Could you retype every record below exactly as it appears?

-- Opening Marker --

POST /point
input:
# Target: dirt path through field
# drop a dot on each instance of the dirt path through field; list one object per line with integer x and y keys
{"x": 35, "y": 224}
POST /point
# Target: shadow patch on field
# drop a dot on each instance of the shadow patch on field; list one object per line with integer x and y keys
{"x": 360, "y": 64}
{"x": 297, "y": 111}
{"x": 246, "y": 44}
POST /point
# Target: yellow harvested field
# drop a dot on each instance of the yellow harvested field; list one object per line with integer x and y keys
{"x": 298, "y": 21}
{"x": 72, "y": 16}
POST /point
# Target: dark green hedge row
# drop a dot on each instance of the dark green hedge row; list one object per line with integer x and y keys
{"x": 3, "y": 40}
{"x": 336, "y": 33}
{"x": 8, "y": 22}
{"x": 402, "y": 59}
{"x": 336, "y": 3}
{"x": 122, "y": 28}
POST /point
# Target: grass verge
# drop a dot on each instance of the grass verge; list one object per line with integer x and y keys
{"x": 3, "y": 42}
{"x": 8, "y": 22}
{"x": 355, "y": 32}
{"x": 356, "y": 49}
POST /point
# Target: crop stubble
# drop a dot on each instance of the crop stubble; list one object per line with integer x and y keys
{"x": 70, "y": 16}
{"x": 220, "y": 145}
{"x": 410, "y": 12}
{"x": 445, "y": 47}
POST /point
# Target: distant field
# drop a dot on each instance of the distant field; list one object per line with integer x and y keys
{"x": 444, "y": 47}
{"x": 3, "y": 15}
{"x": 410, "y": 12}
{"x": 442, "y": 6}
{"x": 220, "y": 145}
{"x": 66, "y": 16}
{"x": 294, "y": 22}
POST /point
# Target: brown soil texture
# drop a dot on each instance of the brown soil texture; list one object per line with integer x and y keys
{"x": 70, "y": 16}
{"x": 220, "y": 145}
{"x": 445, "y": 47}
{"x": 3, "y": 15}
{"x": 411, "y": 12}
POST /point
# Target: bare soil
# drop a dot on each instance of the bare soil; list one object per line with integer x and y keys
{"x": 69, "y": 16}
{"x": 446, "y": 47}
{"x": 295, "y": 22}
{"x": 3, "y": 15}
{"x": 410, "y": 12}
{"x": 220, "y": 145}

-- Closing Marker --

## RESPONSE TO THIS TASK:
POST /point
input:
# Target: dirt path through field
# drop a dot on each instance of the dirt path through field; list one object per line with integer x and y keys
{"x": 35, "y": 224}
POST /point
# Target: shadow patch on field
# drop a dot on each instance of the shadow patch on field; list one object per line with integer x and y keys
{"x": 360, "y": 64}
{"x": 297, "y": 111}
{"x": 246, "y": 44}
POST /point
# Target: yellow harvested field
# drop a dot on each instance of the yellow harvested field; list one object per line with integer x and y keys
{"x": 298, "y": 21}
{"x": 72, "y": 16}
POST /point
# Target: dark green hedge row
# drop a dot on each instance of the dark green hedge row; list one object per line with integer x and y keys
{"x": 3, "y": 40}
{"x": 336, "y": 33}
{"x": 8, "y": 22}
{"x": 402, "y": 59}
{"x": 336, "y": 3}
{"x": 122, "y": 28}
POST /point
# Target: grass verge
# drop a dot on each instance of the grass verge; list one object per line with integer x and y keys
{"x": 3, "y": 42}
{"x": 8, "y": 22}
{"x": 355, "y": 32}
{"x": 356, "y": 49}
POST /point
# Target: crop stubble
# drop a dot on each instance of the crop stubble; list one object per line with integer x and y keys
{"x": 70, "y": 16}
{"x": 220, "y": 145}
{"x": 410, "y": 12}
{"x": 445, "y": 47}
POST /point
# Target: distant field
# drop a dot on each instance of the distant field; list one object per line with integer x and y keys
{"x": 444, "y": 47}
{"x": 3, "y": 15}
{"x": 410, "y": 12}
{"x": 442, "y": 6}
{"x": 220, "y": 145}
{"x": 66, "y": 16}
{"x": 294, "y": 22}
POST /point
# Target: brown soil texture
# drop a dot on each instance of the brown soil texture; list one object per line with integer x and y keys
{"x": 70, "y": 16}
{"x": 220, "y": 145}
{"x": 445, "y": 47}
{"x": 3, "y": 15}
{"x": 411, "y": 12}
POST /point
# Target: bare soil
# drop a dot on each instance of the bare soil; list one object per line with integer x and y keys
{"x": 69, "y": 16}
{"x": 446, "y": 47}
{"x": 295, "y": 22}
{"x": 3, "y": 15}
{"x": 410, "y": 12}
{"x": 220, "y": 145}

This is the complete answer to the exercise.